-- start --

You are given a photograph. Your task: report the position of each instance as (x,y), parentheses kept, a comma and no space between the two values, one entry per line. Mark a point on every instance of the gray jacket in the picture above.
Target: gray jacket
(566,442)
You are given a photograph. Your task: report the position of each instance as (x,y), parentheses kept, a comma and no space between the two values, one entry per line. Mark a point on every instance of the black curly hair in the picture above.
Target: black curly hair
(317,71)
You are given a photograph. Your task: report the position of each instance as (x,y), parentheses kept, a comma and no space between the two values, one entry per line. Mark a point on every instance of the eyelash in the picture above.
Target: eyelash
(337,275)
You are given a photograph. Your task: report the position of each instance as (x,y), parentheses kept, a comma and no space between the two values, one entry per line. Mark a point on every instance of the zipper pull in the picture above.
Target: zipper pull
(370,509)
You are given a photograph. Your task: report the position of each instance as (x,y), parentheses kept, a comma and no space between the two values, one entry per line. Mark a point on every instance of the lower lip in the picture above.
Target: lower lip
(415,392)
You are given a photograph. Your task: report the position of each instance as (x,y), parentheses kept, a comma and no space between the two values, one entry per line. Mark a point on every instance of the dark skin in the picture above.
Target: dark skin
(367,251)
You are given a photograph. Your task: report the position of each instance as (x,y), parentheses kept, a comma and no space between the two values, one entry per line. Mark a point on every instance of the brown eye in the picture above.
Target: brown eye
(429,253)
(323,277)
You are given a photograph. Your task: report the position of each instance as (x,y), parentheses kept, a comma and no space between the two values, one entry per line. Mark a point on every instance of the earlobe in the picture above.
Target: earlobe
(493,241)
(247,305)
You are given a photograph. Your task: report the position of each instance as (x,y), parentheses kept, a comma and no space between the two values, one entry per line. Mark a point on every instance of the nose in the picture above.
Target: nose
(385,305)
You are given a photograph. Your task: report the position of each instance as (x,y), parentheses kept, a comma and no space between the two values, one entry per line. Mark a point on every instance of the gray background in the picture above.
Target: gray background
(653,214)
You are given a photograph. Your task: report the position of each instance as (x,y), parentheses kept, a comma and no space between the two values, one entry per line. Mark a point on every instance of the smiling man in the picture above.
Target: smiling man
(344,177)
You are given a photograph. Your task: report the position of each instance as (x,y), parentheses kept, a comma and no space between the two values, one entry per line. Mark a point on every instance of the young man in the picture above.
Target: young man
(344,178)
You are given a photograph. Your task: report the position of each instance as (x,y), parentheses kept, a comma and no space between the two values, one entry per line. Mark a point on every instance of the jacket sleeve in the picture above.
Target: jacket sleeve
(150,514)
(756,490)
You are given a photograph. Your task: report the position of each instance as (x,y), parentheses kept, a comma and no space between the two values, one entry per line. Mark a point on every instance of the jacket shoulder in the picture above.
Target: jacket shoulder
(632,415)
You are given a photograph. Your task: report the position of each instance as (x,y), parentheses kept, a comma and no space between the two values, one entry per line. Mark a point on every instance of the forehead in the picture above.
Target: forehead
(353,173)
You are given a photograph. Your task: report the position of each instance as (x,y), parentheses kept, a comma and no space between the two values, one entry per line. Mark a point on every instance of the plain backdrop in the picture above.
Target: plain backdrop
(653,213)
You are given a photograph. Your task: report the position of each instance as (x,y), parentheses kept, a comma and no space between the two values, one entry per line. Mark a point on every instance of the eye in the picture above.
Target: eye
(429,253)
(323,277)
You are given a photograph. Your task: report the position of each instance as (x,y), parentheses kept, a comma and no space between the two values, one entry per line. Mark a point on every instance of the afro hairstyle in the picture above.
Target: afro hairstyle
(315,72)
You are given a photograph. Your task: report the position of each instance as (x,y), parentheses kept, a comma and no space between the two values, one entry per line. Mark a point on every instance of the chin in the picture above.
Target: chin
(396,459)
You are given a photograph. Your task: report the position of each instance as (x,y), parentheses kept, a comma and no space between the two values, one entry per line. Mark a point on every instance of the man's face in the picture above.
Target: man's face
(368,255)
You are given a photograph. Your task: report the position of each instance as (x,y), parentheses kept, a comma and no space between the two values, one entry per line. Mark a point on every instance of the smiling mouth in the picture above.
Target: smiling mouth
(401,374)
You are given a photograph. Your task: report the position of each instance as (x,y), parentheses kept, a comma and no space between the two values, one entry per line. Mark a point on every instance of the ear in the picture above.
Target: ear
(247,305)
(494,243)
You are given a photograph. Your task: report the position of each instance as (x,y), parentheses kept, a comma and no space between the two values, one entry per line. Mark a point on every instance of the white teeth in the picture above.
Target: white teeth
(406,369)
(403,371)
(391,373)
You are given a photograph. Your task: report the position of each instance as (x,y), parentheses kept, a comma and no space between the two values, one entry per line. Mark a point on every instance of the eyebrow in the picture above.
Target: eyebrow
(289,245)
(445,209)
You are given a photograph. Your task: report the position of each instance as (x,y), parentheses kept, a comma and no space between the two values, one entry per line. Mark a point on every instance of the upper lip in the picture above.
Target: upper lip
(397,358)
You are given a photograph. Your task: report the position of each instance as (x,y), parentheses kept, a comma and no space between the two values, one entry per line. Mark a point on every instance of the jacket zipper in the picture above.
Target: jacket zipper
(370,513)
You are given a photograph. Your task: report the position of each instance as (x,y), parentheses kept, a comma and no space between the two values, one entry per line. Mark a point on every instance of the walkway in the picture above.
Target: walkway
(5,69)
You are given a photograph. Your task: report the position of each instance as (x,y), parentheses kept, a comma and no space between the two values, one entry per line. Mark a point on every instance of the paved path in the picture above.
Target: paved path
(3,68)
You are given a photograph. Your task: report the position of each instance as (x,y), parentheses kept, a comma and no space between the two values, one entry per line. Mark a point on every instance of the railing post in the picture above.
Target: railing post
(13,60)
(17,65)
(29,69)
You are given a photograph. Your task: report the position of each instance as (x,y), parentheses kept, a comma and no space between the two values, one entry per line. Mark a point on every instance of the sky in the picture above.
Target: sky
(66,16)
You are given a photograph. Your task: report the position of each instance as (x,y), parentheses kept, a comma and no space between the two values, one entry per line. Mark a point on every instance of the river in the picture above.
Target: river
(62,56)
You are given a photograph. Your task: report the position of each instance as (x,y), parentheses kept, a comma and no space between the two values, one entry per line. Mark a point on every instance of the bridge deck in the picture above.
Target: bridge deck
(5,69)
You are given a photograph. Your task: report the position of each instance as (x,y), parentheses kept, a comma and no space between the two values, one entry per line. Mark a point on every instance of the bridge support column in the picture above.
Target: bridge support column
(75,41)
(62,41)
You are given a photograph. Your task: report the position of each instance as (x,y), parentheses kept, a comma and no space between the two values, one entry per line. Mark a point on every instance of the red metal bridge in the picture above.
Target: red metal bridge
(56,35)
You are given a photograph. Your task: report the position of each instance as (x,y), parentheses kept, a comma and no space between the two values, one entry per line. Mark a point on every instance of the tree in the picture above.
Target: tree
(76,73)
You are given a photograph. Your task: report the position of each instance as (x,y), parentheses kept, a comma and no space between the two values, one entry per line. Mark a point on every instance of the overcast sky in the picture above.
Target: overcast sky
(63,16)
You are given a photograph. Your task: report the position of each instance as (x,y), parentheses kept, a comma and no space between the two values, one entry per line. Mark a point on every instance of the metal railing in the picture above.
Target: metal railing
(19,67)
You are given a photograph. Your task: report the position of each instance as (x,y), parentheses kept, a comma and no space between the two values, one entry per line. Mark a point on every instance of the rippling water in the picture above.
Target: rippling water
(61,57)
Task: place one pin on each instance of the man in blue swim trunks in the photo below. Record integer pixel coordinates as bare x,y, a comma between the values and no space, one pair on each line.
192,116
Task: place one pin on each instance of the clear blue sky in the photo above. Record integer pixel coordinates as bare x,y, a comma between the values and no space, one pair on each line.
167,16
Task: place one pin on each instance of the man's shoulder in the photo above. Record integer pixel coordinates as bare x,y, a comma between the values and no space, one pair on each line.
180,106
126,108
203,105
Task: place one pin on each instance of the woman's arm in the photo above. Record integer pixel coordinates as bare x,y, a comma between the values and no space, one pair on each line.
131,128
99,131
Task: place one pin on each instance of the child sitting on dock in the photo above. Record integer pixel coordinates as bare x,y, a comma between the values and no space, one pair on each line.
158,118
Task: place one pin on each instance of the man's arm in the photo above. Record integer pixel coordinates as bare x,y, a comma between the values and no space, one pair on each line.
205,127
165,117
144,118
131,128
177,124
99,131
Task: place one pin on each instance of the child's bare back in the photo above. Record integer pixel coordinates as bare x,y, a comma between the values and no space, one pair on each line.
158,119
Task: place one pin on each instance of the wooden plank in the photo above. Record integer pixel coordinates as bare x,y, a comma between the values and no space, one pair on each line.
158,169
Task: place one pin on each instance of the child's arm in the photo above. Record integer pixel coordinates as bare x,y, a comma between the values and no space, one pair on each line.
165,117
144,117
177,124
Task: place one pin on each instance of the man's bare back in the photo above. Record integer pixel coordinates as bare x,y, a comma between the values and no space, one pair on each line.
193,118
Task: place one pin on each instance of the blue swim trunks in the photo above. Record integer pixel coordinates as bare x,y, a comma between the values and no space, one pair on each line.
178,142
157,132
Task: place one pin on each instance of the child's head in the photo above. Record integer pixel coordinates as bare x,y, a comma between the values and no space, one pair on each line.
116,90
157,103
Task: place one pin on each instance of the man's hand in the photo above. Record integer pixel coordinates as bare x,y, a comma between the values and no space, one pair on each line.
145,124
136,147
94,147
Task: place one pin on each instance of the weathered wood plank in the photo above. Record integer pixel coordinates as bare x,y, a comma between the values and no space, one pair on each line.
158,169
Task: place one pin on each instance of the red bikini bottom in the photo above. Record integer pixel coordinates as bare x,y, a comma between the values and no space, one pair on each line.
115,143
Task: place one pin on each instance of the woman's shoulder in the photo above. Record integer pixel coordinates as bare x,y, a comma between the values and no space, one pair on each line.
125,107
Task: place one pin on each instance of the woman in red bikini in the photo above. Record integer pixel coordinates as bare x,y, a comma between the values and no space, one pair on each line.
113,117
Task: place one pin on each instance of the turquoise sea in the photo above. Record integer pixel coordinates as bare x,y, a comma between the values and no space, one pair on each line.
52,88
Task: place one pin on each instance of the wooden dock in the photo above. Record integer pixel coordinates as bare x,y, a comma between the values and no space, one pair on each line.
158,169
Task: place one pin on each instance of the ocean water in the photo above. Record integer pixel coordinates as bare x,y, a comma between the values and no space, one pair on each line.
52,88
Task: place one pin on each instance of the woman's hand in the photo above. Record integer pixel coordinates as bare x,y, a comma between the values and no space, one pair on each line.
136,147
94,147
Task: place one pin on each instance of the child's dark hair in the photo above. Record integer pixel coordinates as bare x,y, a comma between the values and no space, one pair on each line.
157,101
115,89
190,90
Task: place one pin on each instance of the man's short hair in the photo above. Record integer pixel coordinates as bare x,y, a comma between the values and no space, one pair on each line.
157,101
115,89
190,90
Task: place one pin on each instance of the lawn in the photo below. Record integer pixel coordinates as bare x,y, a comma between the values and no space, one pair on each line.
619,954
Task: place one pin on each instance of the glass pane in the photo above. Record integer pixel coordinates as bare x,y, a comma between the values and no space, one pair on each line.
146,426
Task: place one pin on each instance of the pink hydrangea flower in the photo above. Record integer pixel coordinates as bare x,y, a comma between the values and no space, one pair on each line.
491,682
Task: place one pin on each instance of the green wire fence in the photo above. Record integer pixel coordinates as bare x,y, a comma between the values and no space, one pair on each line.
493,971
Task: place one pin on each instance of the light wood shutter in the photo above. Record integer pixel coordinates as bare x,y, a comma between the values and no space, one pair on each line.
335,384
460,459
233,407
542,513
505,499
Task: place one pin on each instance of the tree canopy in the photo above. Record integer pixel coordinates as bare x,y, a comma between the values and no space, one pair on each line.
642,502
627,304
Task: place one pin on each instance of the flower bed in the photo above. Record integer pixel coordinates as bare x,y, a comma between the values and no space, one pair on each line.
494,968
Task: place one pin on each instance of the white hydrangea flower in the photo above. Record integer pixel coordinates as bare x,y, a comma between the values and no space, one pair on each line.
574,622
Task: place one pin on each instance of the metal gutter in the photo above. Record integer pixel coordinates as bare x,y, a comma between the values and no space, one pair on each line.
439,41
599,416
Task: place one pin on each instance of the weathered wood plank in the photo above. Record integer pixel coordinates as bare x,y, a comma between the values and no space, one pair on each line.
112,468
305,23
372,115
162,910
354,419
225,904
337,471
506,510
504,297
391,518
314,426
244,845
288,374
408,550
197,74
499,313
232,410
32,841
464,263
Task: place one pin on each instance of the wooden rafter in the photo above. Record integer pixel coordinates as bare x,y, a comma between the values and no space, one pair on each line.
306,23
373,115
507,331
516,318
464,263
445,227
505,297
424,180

-- end --

* _CHALLENGE_
Copy exactly the lines from the one containing "Task: place one pin on each instance of the flower" through the last line of the records, both included, and nothing else.

* _RESPONSE TO THE EXERCISE_
Task: place one pin on each instance of the flower bed in the photo above. Record integer pixel coordinates as bare x,y, a comma between the values and no space, one pair on each line.
494,968
Task: place one pin on each instance of the white hydrangea flower in the photo above. Record integer pixel coordinates as bare x,y, a comma between the values and no space, one pair on each line.
574,622
Task: place one pin on each instance of the metal gutter in the photo above. Record integer pixel coordinates as bare x,y, a comma between the values and no space, one pair on each line.
439,41
599,416
Task: place one pin on each instance of the weathered wood plank in the photo above. Record integer pixel coordinates as bare x,y, a comma between the values and no space, one pair on each line.
112,468
305,23
372,115
162,910
354,419
225,904
337,471
506,510
504,297
391,518
314,426
244,845
288,374
408,550
197,74
499,313
232,410
32,841
464,263
Task: place one pin on each instance of the wooden rafter in the photo above. Record integer pixel coordinates as bare x,y, a comma between the values and no space, one pair on each line.
306,23
373,115
507,331
516,318
464,263
445,227
505,297
424,180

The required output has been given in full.